* Start Data provided *
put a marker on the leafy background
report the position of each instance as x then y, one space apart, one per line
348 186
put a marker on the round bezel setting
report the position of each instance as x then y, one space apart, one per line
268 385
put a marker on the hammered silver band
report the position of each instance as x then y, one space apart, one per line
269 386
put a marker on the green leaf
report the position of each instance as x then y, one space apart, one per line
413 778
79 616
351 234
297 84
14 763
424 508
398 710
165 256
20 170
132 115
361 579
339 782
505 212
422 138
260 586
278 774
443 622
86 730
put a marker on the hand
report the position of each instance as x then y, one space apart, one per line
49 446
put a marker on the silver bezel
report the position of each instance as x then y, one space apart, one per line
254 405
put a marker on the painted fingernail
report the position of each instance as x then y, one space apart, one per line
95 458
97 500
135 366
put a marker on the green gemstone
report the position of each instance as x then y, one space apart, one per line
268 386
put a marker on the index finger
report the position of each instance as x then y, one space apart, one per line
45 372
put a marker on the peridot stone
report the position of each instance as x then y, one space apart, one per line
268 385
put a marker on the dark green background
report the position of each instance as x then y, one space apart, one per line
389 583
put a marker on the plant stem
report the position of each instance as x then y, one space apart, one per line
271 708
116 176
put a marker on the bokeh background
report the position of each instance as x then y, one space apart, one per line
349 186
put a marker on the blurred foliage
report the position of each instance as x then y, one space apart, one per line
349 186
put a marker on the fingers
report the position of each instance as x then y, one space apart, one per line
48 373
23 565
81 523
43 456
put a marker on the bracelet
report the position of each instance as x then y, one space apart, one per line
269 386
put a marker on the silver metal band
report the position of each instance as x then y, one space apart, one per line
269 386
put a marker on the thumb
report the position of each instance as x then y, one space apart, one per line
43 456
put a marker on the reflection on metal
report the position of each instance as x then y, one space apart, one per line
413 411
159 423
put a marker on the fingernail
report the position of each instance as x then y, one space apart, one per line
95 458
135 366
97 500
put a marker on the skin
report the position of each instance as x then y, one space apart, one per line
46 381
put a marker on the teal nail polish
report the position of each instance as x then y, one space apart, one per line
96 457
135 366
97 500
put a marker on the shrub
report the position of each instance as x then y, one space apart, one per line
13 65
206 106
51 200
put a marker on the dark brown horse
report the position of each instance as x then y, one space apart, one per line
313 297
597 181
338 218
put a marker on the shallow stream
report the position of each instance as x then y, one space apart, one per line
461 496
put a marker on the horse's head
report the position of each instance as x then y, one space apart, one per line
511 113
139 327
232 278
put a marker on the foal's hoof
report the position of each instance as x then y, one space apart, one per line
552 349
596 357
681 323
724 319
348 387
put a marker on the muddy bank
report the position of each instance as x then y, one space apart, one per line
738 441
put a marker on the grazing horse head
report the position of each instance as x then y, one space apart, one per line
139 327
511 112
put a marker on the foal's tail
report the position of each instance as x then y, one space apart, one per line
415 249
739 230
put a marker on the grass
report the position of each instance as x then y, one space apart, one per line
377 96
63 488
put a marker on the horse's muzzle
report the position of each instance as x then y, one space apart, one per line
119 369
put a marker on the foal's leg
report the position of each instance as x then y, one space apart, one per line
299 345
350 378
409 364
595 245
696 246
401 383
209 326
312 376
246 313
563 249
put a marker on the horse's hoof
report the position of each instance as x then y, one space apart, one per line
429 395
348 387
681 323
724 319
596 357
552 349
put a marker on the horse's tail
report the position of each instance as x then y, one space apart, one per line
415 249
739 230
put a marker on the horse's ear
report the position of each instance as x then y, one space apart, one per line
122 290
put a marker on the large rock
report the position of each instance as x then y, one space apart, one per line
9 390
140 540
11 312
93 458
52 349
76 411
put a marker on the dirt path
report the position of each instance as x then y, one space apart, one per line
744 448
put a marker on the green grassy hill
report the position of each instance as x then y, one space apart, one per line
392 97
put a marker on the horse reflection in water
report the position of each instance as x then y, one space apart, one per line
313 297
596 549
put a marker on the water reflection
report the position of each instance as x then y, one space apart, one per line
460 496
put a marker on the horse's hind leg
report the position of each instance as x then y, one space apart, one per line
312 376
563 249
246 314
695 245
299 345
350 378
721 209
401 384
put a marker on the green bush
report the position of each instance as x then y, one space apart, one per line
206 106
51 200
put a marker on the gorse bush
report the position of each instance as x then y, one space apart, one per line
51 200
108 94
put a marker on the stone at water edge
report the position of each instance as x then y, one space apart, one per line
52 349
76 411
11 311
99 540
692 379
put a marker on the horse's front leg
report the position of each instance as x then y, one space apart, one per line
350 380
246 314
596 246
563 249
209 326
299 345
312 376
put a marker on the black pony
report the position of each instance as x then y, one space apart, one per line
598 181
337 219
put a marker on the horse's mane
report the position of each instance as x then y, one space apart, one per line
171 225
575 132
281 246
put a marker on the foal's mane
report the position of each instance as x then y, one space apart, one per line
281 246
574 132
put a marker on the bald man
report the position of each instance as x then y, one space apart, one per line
* End Data provided *
Problem to work on: From the line containing "put a marker on the large rock" through the closing line of the material above, return every line exactly and omit all others.

Exercise result:
put a marker on the large rock
report the position of each instance as x then y, one space apart, one per line
9 390
140 540
11 312
93 458
52 349
76 411
put a marker on the dirt path
report the position of each instance as x then y, one space apart, one per line
744 448
put a marker on the green grassy hill
report the position of each instance as x then y, one space apart, one per line
392 97
put a marker on the horse reflection in water
report the position of each instance as x then y, one space apart, one per line
313 297
596 549
put a marker on the water reflection
report the position of each instance as x then y, one space apart, one per line
460 496
put a marker on the horse's hind leg
report the position of each instance as x then y, one space apart, one per line
312 376
563 249
246 314
695 245
299 345
350 378
721 209
401 384
put a marker on the green bush
report the position of each instance as x then y, one space apart, one per line
206 106
51 200
put a marker on the gorse bush
report the position of each instance as x then y, one space apart, one per line
51 200
108 94
put a marker on the stone at water edge
report the position of each instance as x then y, one space apart, one per line
52 349
76 411
11 311
99 540
692 379
put a marker on the horse's front leg
report the position of each instance as x then y, one space apart, one per line
350 380
246 314
596 246
563 249
209 326
299 345
312 376
put a marker on the black pony
report the position of each instance as x then y, one space apart, one per line
598 181
337 219
put a marker on the horse's mane
report the position of each instance as x then y, one space apart, one per line
171 225
575 132
281 246
put a marker on the foal's mane
report the position of each instance as x then y, one space apart, one per line
281 246
574 132
put a marker on the bald man
report the position of each instance as x then y, one space apart, one per line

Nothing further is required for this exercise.